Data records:
————————

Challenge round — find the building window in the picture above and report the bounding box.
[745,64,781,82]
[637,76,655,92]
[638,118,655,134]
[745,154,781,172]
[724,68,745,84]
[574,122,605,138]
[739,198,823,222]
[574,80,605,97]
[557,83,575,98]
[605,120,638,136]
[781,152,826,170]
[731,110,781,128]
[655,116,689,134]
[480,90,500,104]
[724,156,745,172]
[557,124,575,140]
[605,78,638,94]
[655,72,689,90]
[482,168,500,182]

————————

What to do: Put every line of the data above into a Markdown table with the columns Row and Line, numbering the rows in order and omitting blank lines.

Response to this task:
| Row | Line |
|---|---|
| 1 | Challenge round — find the building window in the picture above and report the bounding box. |
| 2 | [745,64,781,82] |
| 3 | [637,76,655,92] |
| 4 | [638,118,655,134] |
| 5 | [745,154,781,172] |
| 6 | [724,68,745,84] |
| 7 | [574,122,605,138] |
| 8 | [739,198,823,222] |
| 9 | [574,80,605,97] |
| 10 | [557,83,575,98] |
| 11 | [605,120,638,136] |
| 12 | [781,152,826,170] |
| 13 | [731,110,781,128] |
| 14 | [655,116,689,134] |
| 15 | [480,90,500,104] |
| 16 | [724,156,745,172] |
| 17 | [557,124,575,140] |
| 18 | [605,78,638,94] |
| 19 | [655,72,689,90] |
| 20 | [482,168,500,182] |